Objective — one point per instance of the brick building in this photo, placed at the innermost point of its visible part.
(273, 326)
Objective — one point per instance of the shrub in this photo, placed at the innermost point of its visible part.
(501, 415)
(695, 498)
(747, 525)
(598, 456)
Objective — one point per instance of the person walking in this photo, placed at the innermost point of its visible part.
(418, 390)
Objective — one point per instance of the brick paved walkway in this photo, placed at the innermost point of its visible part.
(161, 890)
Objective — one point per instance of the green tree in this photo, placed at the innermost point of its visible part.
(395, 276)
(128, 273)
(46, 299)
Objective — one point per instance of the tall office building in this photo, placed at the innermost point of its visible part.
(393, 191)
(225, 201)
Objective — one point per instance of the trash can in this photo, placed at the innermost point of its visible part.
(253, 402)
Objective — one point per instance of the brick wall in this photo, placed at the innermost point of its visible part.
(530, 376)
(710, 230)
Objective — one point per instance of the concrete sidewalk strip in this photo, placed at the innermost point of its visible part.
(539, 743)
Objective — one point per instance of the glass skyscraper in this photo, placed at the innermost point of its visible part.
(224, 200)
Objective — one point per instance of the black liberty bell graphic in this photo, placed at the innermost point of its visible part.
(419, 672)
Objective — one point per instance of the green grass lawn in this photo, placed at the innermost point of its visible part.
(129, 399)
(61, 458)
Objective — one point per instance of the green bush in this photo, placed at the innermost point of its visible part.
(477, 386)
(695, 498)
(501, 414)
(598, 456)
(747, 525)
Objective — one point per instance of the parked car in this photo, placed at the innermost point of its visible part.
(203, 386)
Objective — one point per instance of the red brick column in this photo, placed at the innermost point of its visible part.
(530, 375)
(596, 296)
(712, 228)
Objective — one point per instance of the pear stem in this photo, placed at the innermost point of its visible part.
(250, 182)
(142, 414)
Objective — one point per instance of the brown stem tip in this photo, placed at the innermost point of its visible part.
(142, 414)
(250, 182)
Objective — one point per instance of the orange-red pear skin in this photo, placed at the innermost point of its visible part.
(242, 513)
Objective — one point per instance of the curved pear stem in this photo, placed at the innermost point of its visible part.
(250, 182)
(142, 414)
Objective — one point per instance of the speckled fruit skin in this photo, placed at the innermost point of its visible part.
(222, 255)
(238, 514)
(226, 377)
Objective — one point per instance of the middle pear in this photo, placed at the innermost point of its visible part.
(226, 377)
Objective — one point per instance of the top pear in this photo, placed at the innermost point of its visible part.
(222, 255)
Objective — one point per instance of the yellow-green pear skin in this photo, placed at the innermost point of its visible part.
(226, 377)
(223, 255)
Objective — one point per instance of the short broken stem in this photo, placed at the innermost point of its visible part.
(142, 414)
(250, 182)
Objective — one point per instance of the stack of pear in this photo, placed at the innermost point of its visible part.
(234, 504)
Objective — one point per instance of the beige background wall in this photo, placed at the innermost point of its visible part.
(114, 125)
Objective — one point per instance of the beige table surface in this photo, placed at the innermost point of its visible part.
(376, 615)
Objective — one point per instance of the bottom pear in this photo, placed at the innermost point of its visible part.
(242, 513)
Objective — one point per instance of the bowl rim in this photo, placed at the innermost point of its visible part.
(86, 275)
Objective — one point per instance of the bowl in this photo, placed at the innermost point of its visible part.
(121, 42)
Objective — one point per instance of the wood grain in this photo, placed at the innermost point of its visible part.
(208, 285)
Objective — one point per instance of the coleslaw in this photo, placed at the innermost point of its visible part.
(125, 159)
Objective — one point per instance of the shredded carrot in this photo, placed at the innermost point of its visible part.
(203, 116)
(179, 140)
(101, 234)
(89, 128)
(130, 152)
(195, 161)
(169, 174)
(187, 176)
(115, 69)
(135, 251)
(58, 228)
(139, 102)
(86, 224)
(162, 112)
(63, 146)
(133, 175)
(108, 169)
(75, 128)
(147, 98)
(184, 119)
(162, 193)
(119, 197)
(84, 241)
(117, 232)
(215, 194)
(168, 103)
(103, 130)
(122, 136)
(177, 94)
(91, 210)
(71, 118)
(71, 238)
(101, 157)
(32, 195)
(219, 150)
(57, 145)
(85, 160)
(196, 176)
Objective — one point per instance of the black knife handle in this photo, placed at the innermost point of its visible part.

**WORK TO COMPLETE**
All of the data needs to be reproduced exactly, with no line missing.

**WRITTEN SOLUTION**
Objective — one point per instance of the brick building in this photo, placed at the innermost point of its visible part.
(273, 326)
Objective — one point per instance of the shrub in this photo, placed at the innermost point of its visible part.
(501, 415)
(695, 498)
(747, 525)
(598, 456)
Objective — one point per instance of the person walking in this photo, placed at the innermost point of its visible part.
(418, 390)
Objective — one point per instance of the brick paved walkway in this photo, placed at the innermost point of its visible part.
(161, 890)
Objective — one point per instance of the green tree in this photo, placed at the innermost point of its visible part.
(395, 276)
(128, 273)
(46, 299)
Objective — one point per instance of the tall office building in this photo, placed at the innermost point of its visible part.
(393, 191)
(225, 201)
Objective — one point per instance of the trash can in this photo, placed at the innermost point of its visible part.
(253, 402)
Objective — one point per instance of the brick wall in this photo, placed at the innermost point of its visible part.
(530, 376)
(710, 230)
Objective — one point per instance of the concrete sidewalk strip in this photo, placed at the innermost point of its visible part.
(539, 743)
Objective — one point per instance of the glass skyscraper in this photo, placed at the innermost point of its visible part.
(224, 200)
Objective — one point per instance of the black liberty bell graphic in this photo, placed at the innermost point of its visible part.
(419, 672)
Objective — one point per instance of the green grass lawn in this photo, placed at the innermost point of its visible part.
(129, 399)
(61, 458)
Objective — one point per instance of the green bush in this photo, placed at the innermost point of its visible part.
(477, 386)
(695, 498)
(501, 414)
(598, 456)
(747, 525)
Objective — one point per instance of the parked car in this photo, placed at the innermost point of its visible part.
(203, 386)
Objective — one point per instance of the red brick column in this photo, placed at the innermost point of its visible part.
(530, 375)
(596, 296)
(712, 228)
Objective — one point per instance of the pear stem in this photo, placed at the innermost point of its visible part.
(250, 182)
(142, 414)
Objective — one point per instance of the brown stem tip in this photo, placed at the innermost point of its visible part.
(142, 414)
(250, 182)
Objective — one point per instance of the orange-red pear skin in this photo, placed at the innermost point of its visible part.
(242, 513)
Objective — one point per instance of the curved pear stem in this photo, placed at the innermost point of its visible part.
(250, 182)
(142, 414)
Objective — one point per instance of the speckled fruit skin in this photo, placed at the innermost point of its visible part.
(222, 255)
(238, 514)
(226, 377)
Objective — one point per instance of the middle pear in this photo, placed at the innermost point of its visible part.
(226, 377)
Objective — one point per instance of the top pear in this photo, placed at the innermost point of its visible part.
(222, 255)
Objective — one point per instance of the yellow-green pear skin in this photo, placed at the innermost point of its visible part.
(226, 377)
(223, 255)
Objective — one point per instance of the short broken stem in this photo, placed at the innermost point of its visible part.
(142, 414)
(250, 182)
Objective — one point per instance of the stack of pear in this photo, placed at the innermost point of its visible part.
(234, 504)
Objective — one point per instance of the beige background wall in this photo, placed at the innermost point of its visible part.
(114, 125)
Objective — one point per instance of the beige table surface in this photo, placed at the innermost point of its visible part.
(376, 615)
Objective — one point per instance of the bottom pear in this photo, placed at the innermost point of its visible part.
(242, 513)
Objective — one point per instance of the bowl rim in this photo, placed at the innermost point of its visible part.
(86, 275)
Objective — one point per instance of the bowl in this photo, placed at the innermost point of its visible part.
(121, 42)
Objective — one point per instance of the wood grain in this photo, placed at the innermost point of its visible part.
(208, 285)
Objective — one point per instance of the coleslaw in this photo, placed at the innermost point of its visible part.
(125, 159)
Objective — one point per instance of the shredded carrot in this photo, placed at the innermost point of its visible part.
(203, 116)
(179, 140)
(101, 234)
(89, 128)
(130, 152)
(195, 161)
(169, 174)
(187, 176)
(115, 69)
(135, 251)
(58, 228)
(139, 102)
(86, 224)
(162, 112)
(63, 146)
(133, 175)
(108, 169)
(75, 128)
(147, 98)
(184, 119)
(162, 193)
(119, 197)
(84, 241)
(117, 232)
(215, 194)
(168, 103)
(103, 130)
(122, 136)
(177, 94)
(91, 210)
(71, 118)
(71, 238)
(101, 157)
(32, 195)
(219, 150)
(57, 145)
(85, 160)
(196, 176)
Objective — one point per instance of the black knife handle in this photo, placed at the innermost point of its visible part.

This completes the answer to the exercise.